> **Selected passage**

-- BEGIN --

SECURITIES AND EXCHANGE COMMISSION
Washington, D.C. 20549
FORM 11-K
(Mark One)
ANNUAL REPORT PURSUANT TO SECTION 15(d) OF THE SECURITIES
__X___ EXCHANGE ACT OF 1934 (NO FEE REQUIRED)
For the fiscal year ended December 31, 2001
OR
TRANSITION REPORT PURSUANT TO SECTION 15(d) OF THE
______ SECURITIES EXCHANGE ACT OF 1934 (NO FEE REQUIRED
Commission File Number 0-3797
The MasTec, Inc. 401(k) Retirement Savings Plan
(Full title of the plan)
MasTec, Inc.
3155 NW 77th Avenue
Miami, FL 33122
(Name of issuer of the securities held
pursuant to the plan and the address of
its principal executive office)
The MasTec, Inc. 401(k) Retirement Savings Plan
Audited Financial Statements
and Supplemental Schedules
Years ended December 31, 2001 and 2000
Contents
Report of Independent Certified Public Accountants. . . . . . . 1
Report of Independent Certified Public Accountants. . . . . . . 2
Audited Financial Statements
Statements of Net Assets Available for Benefits . . . . . . . . 3
Statement of Changes in Net Assets Available for Benefits . . . 4
Notes to Financial Statements . . . . . . . . . . . . . . . . . 5
Supplemental Schedules
Schedule H, line 4i-Schedule of Assets (Held At End of Year). . 12
Schedule H, line 4j-Schedule of Reportable Transactions . . . . 14
Report of Independent Certified Public Accountants
The Plan Administrator
The MasTec, Inc. 401(k)
Retirement Savings Plan
We have audited the accompanying statement of net assets available for
benefits of The MasTec, Inc. 401(k) Retirement Savings Plan as of December
31, 2001, and the related statement of changes in net assets available for
benefits for the year then ended. These financial statements are the
responsibility of the Plan's management. Our responsibility is to express
an opinion on these financial statements based on our audit.
We conducted our audit in accordance with auditing standards generally
accepted in the United States. Those standards require that we plan and
perform the audit to obtain reasonable assurance about whether the financial
statements are free of material misstatement. An audit includes examining,
on a test basis, evidence supporting the amounts and disclosures in the
financial statements. An audit also includes assessing the accounting
principles used and significant estimates made by management, as well as
evaluating the overall financial statement presentation. We believe that our
audit provides a reasonable basis for our opinion.
In our opinion, the financial statements referred to above present fairly,
in all material respects, the net assets available for benefits of the Plan
at December 31, 2001, and the changes in its net assets available for
benefits for the year then ended, in conformity with accounting principles
generally accepted in the United States.

-- END --

> **Short exercise a**
Answer these about the MasTec filing, one per line:
(i) What is the Commission File Number?
(ii) In which city is the issuer's principal executive office?
(iii) On what page do the Notes to Financial Statements begin?
The MasTec filing has no connection to the records that come next.

> **Source records**
-- BEGIN --

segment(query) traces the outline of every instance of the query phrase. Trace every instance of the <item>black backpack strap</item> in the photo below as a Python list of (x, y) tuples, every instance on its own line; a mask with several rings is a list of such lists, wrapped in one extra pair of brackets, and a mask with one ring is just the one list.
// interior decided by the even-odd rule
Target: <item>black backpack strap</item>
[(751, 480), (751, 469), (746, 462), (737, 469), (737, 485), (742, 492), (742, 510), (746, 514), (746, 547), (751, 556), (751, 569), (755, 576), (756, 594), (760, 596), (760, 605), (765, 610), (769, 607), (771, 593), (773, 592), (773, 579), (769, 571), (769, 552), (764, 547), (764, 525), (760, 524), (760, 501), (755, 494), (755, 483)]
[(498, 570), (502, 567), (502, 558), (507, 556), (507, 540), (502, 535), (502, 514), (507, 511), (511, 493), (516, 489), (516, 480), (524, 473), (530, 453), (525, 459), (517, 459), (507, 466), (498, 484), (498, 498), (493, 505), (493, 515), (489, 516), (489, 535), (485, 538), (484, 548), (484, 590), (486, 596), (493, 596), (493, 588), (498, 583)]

-- END --

> **Short exercise b**
Rewrite the records from their first line through the line containing "494), (755, 483)]", changing "black backpack strap" to "gray backpack strap" and leaving all else the same. Return only those lines.

> **Complete answer a**
(i) 0-3797
(ii) Miami
(iii) 5

> **Complete answer b**
segment(query) traces the outline of every instance of the query phrase. Trace every instance of the <item>gray backpack strap</item> in the photo below as a Python list of (x, y) tuples, every instance on its own line; a mask with several rings is a list of such lists, wrapped in one extra pair of brackets, and a mask with one ring is just the one list.
// interior decided by the even-odd rule
Target: <item>gray backpack strap</item>
[(751, 480), (751, 469), (746, 462), (737, 469), (737, 485), (742, 492), (742, 510), (746, 514), (746, 547), (751, 556), (751, 569), (755, 576), (756, 594), (760, 596), (760, 605), (765, 610), (769, 607), (771, 593), (773, 592), (773, 579), (769, 571), (769, 552), (764, 547), (764, 525), (760, 524), (760, 501), (755, 494), (755, 483)]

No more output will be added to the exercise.